>> Start

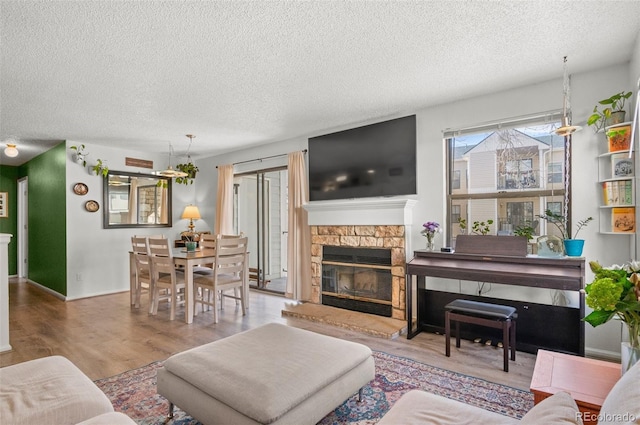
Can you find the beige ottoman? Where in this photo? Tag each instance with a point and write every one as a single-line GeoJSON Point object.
{"type": "Point", "coordinates": [50, 390]}
{"type": "Point", "coordinates": [274, 374]}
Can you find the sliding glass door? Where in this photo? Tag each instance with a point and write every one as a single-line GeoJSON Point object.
{"type": "Point", "coordinates": [260, 212]}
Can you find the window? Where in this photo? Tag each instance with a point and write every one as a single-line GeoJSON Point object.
{"type": "Point", "coordinates": [504, 166]}
{"type": "Point", "coordinates": [455, 213]}
{"type": "Point", "coordinates": [554, 172]}
{"type": "Point", "coordinates": [455, 183]}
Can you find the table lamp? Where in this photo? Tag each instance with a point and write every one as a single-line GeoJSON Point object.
{"type": "Point", "coordinates": [191, 212]}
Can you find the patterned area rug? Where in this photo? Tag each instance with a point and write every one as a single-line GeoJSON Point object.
{"type": "Point", "coordinates": [134, 393]}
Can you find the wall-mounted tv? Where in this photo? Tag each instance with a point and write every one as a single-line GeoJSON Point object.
{"type": "Point", "coordinates": [370, 161]}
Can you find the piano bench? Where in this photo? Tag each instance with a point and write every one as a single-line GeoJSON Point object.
{"type": "Point", "coordinates": [483, 314]}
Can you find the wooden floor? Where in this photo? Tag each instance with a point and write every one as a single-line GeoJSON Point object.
{"type": "Point", "coordinates": [103, 336]}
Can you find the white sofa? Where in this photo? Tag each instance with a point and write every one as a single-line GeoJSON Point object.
{"type": "Point", "coordinates": [622, 406]}
{"type": "Point", "coordinates": [52, 390]}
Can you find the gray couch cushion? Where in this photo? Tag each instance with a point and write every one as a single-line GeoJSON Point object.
{"type": "Point", "coordinates": [422, 408]}
{"type": "Point", "coordinates": [252, 371]}
{"type": "Point", "coordinates": [558, 409]}
{"type": "Point", "coordinates": [622, 405]}
{"type": "Point", "coordinates": [50, 390]}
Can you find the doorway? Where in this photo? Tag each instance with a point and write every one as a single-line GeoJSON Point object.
{"type": "Point", "coordinates": [260, 212]}
{"type": "Point", "coordinates": [23, 228]}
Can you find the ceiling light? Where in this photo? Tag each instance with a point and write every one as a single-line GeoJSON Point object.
{"type": "Point", "coordinates": [11, 151]}
{"type": "Point", "coordinates": [566, 128]}
{"type": "Point", "coordinates": [170, 172]}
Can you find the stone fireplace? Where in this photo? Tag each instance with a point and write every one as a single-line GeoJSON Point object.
{"type": "Point", "coordinates": [377, 231]}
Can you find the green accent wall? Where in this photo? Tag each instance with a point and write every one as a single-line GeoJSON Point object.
{"type": "Point", "coordinates": [8, 183]}
{"type": "Point", "coordinates": [47, 219]}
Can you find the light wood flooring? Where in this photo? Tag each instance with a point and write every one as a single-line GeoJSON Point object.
{"type": "Point", "coordinates": [103, 336]}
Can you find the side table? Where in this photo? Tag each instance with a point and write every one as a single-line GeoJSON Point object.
{"type": "Point", "coordinates": [587, 380]}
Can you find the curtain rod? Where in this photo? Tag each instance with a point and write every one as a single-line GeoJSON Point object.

>> End

## Set task
Copy out only the lines starting with the one that contains "Can you find the side" and going on through the end of the rows, keeping the lines that have no points, and raise every point coordinate by 142.

## Response
Can you find the side table? Where in this photo? Tag each instance with a point and write every one as a single-line GeoJSON Point object.
{"type": "Point", "coordinates": [729, 522]}
Can you find the curtain rod? Where in this photo? Tag each instance with a point and write every one as a single-line GeoJSON Point object.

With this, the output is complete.